_Task to carry out_
Could you retype everything in the listing from the line containing "target: green tree" down to the line containing "81 183 L 80", including both of those lines, character for character?

_Supplied entries_

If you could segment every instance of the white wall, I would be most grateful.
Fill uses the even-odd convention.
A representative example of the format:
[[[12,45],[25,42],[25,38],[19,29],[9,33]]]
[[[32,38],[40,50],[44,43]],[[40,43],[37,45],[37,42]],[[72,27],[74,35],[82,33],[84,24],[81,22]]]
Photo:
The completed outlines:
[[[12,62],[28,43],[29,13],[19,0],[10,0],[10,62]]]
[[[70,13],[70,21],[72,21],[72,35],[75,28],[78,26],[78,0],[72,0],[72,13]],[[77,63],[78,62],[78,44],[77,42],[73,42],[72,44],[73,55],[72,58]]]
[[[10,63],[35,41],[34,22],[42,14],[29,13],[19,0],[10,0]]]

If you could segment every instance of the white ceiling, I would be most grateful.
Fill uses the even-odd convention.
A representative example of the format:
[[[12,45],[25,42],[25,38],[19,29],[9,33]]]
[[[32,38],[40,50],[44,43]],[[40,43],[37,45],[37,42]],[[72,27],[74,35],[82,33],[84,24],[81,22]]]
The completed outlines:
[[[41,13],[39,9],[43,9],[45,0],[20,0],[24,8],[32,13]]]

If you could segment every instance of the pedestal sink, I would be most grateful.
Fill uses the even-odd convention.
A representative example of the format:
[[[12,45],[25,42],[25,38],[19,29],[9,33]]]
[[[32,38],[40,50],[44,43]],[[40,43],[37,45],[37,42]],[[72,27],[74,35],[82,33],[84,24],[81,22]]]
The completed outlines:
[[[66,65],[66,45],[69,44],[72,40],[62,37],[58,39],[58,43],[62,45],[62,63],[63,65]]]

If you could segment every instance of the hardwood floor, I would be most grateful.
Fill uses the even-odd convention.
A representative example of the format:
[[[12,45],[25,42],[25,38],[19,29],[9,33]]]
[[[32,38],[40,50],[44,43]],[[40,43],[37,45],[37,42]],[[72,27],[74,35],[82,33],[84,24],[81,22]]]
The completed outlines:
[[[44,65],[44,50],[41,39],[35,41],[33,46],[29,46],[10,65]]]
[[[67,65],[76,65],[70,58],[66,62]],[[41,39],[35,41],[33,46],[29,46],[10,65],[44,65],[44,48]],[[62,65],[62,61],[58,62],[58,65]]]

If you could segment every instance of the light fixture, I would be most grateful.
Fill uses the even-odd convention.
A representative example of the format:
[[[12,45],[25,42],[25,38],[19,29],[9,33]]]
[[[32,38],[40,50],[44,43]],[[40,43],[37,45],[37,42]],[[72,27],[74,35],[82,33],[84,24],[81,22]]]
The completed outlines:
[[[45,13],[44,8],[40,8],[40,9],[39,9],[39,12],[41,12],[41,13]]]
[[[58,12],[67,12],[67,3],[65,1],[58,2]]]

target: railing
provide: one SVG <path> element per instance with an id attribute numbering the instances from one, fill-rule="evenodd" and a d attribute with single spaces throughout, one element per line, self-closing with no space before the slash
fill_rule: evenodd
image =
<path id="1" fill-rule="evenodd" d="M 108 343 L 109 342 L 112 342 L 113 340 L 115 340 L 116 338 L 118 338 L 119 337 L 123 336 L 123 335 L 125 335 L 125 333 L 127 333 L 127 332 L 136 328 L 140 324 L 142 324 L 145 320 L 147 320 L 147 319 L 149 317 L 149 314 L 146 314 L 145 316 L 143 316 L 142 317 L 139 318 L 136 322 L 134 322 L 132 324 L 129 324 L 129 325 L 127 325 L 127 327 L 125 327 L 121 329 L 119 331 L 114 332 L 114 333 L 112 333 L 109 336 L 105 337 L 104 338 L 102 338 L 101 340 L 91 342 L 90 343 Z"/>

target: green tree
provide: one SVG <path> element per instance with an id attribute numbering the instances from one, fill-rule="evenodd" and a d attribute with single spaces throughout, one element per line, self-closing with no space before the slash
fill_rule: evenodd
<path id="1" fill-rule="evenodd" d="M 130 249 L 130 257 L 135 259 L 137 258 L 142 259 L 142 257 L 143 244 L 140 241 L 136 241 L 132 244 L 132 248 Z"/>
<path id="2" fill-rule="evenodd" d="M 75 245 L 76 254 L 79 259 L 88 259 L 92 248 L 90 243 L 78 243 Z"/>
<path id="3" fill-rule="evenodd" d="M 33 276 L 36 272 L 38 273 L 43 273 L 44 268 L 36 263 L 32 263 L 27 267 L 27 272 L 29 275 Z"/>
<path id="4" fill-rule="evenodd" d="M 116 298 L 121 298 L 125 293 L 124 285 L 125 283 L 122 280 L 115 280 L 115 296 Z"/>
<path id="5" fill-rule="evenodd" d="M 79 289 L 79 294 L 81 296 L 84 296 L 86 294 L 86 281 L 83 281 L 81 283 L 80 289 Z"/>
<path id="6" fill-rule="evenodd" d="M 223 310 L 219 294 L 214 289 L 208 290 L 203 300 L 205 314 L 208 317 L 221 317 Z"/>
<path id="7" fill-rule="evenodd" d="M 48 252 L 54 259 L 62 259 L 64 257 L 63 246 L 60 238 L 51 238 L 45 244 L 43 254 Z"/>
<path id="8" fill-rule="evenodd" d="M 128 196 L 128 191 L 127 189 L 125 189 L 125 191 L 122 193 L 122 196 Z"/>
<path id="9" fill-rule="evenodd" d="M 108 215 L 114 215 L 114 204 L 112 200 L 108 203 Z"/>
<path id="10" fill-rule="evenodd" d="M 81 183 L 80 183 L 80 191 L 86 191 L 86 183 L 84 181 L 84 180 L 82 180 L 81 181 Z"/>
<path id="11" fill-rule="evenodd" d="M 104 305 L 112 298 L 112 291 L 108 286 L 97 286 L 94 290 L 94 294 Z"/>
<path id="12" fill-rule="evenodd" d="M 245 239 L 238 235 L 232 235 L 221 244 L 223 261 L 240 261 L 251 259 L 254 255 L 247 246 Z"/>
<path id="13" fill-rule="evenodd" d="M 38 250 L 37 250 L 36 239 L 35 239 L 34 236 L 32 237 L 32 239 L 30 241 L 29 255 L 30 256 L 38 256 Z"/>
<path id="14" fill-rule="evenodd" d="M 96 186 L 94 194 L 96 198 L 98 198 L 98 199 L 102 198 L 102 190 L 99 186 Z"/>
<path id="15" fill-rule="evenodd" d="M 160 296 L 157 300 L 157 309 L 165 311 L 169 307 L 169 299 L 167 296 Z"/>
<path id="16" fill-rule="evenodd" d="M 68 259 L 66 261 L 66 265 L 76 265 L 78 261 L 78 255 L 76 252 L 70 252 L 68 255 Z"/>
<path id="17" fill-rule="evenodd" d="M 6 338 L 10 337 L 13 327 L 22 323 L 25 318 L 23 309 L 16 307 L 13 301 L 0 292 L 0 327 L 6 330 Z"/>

_Solution_
target: green tree
provide: one SVG <path> element per instance with an id attribute numbering the instances from one, fill-rule="evenodd" and a d attribute with single spaces throughout, one element per line, self-closing with no space before the slash
fill_rule: evenodd
<path id="1" fill-rule="evenodd" d="M 130 249 L 130 257 L 135 259 L 137 258 L 142 259 L 142 257 L 143 244 L 140 241 L 136 241 L 132 244 L 132 248 Z"/>
<path id="2" fill-rule="evenodd" d="M 75 245 L 76 254 L 79 259 L 88 259 L 92 248 L 90 243 L 78 243 Z"/>
<path id="3" fill-rule="evenodd" d="M 33 276 L 36 272 L 38 273 L 43 273 L 44 268 L 36 263 L 32 263 L 27 267 L 27 272 L 29 275 Z"/>
<path id="4" fill-rule="evenodd" d="M 116 298 L 121 298 L 125 293 L 124 285 L 125 283 L 122 280 L 115 280 L 115 296 Z"/>
<path id="5" fill-rule="evenodd" d="M 79 289 L 79 294 L 81 296 L 84 296 L 86 294 L 86 281 L 83 281 L 81 283 L 80 289 Z"/>
<path id="6" fill-rule="evenodd" d="M 223 310 L 219 294 L 214 289 L 208 290 L 203 300 L 205 314 L 208 317 L 221 317 Z"/>
<path id="7" fill-rule="evenodd" d="M 48 252 L 54 259 L 62 259 L 64 257 L 63 246 L 60 238 L 51 238 L 45 244 L 43 254 Z"/>
<path id="8" fill-rule="evenodd" d="M 128 196 L 128 191 L 127 189 L 125 189 L 125 191 L 122 193 L 122 196 Z"/>
<path id="9" fill-rule="evenodd" d="M 108 215 L 114 215 L 114 204 L 112 200 L 108 203 Z"/>
<path id="10" fill-rule="evenodd" d="M 81 183 L 80 183 L 80 191 L 86 191 L 86 183 L 84 181 L 84 180 L 82 180 L 81 181 Z"/>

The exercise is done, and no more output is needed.